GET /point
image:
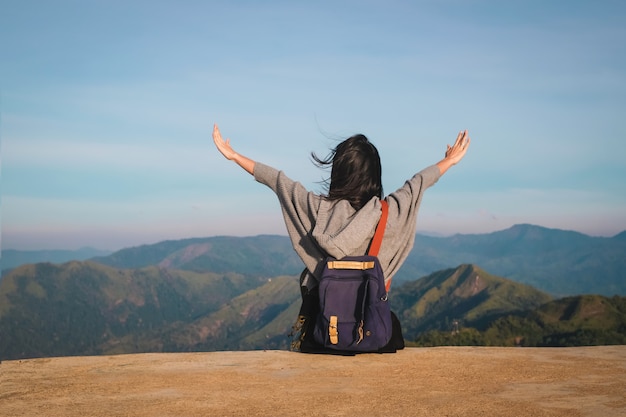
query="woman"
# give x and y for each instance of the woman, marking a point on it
(342, 222)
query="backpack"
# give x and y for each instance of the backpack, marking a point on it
(354, 313)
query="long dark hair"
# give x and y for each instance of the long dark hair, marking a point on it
(356, 173)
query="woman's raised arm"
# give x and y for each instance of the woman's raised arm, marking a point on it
(229, 153)
(455, 152)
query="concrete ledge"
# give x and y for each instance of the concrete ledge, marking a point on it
(446, 381)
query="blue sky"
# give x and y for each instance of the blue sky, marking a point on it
(106, 111)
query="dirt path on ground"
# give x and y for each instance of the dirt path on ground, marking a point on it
(450, 381)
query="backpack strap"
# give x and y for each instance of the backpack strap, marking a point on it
(380, 230)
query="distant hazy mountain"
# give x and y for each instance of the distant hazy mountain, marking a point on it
(555, 261)
(12, 258)
(466, 294)
(86, 308)
(584, 320)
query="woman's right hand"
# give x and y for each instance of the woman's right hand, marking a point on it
(457, 151)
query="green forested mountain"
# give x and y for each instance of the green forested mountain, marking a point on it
(585, 320)
(559, 262)
(86, 308)
(466, 295)
(555, 261)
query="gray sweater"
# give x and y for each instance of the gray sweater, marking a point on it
(319, 227)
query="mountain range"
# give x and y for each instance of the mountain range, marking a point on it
(231, 293)
(556, 261)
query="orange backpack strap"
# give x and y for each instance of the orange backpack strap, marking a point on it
(380, 230)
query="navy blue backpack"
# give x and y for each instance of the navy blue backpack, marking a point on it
(354, 313)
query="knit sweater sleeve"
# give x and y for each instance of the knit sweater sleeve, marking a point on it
(404, 205)
(300, 209)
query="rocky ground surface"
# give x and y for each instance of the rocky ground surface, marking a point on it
(445, 381)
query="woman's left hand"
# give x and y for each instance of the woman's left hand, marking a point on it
(223, 145)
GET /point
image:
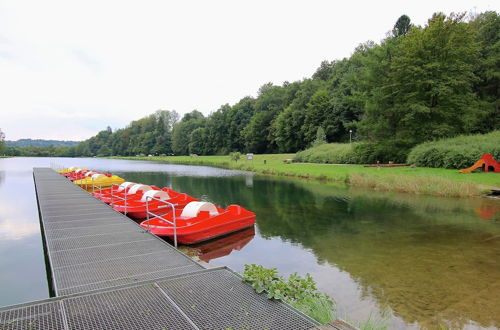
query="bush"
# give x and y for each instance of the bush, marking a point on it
(300, 292)
(356, 153)
(456, 153)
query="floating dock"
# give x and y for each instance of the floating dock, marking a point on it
(108, 273)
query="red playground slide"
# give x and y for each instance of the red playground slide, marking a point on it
(486, 163)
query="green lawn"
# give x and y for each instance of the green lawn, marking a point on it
(433, 181)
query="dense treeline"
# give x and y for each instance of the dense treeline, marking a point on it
(419, 84)
(40, 143)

§ YOUR ASSIGNMENT
Pictures omitted, give the entries again exactly.

§ WORKED SOLUTION
GET /point
image:
query="woman"
# give x and y for each instance of the woman, marking a point on it
(342, 222)
query="backpack"
# give x and y for each instance of the backpack, marking a point on it
(354, 313)
query="long dark hair"
# give x and y for each instance of the long dark hair, marking a point on it
(356, 173)
query="woman's raised arm"
# give x and y for each instance of the woman's raised arm, marking a point on it
(229, 153)
(455, 152)
query="concrete ledge"
# give x and y for each instance of the concrete ledge, marking a point on it
(446, 381)
query="blue sky"
# give x and y for each instance of the blue sky, marking a point on it
(106, 111)
query="dirt path on ground"
# give x and y for each instance of the dirt path on ground, marking a point on it
(450, 381)
query="backpack strap"
# give x and y for each instance of the backpack strap, marking a point on it
(380, 230)
query="distant hazy mountain"
# give x and y for each instance of the distant hazy mountain, marking a point on it
(555, 261)
(12, 258)
(466, 294)
(86, 308)
(584, 320)
query="woman's right hand"
# give x and y for each instance of the woman's right hand, marking a point on it
(457, 151)
query="green forested mountain"
# give x and y for each instance of the green forested mountain, marking a point on it
(585, 320)
(559, 262)
(86, 308)
(466, 295)
(555, 261)
query="gray sweater"
# give x and y for each instance of the gray sweater, marking a point on it
(319, 227)
query="mountain range"
# give x and y for each instance of the mountain range, marking a point on it
(231, 293)
(556, 261)
query="orange backpack strap"
# give x and y for each instance of the orange backpack strap, marking a point on it
(380, 230)
query="navy blue backpack"
# give x and y for each instance of the navy blue backpack, marking a point on it
(354, 313)
query="knit sweater sleeve"
# give x and y for each instance of the knit sweater sleeve, marking a point on it
(404, 205)
(300, 209)
query="rocky ground surface"
# give x and y for each instance of the rocky ground surface, marking a point on it
(445, 381)
query="woman's left hand"
# give x and y for each instance of the woman's left hand, marking a point on it
(223, 145)
GET /point
image:
query="bush"
# give x and y for each instance of the bush, marking a point on it
(300, 292)
(356, 153)
(456, 153)
query="floating dock"
# give x and y for each instance of the floating dock, marking a point on it
(108, 273)
query="red playground slide"
# give x and y for each instance of the red playground slide, marking a point on it
(486, 163)
query="green lawn"
# give x and y for each instance of the green lawn, marking a point on it
(433, 181)
query="dense treeline"
# give x and y for each instance of the dense treeline, marking a point on it
(419, 84)
(40, 143)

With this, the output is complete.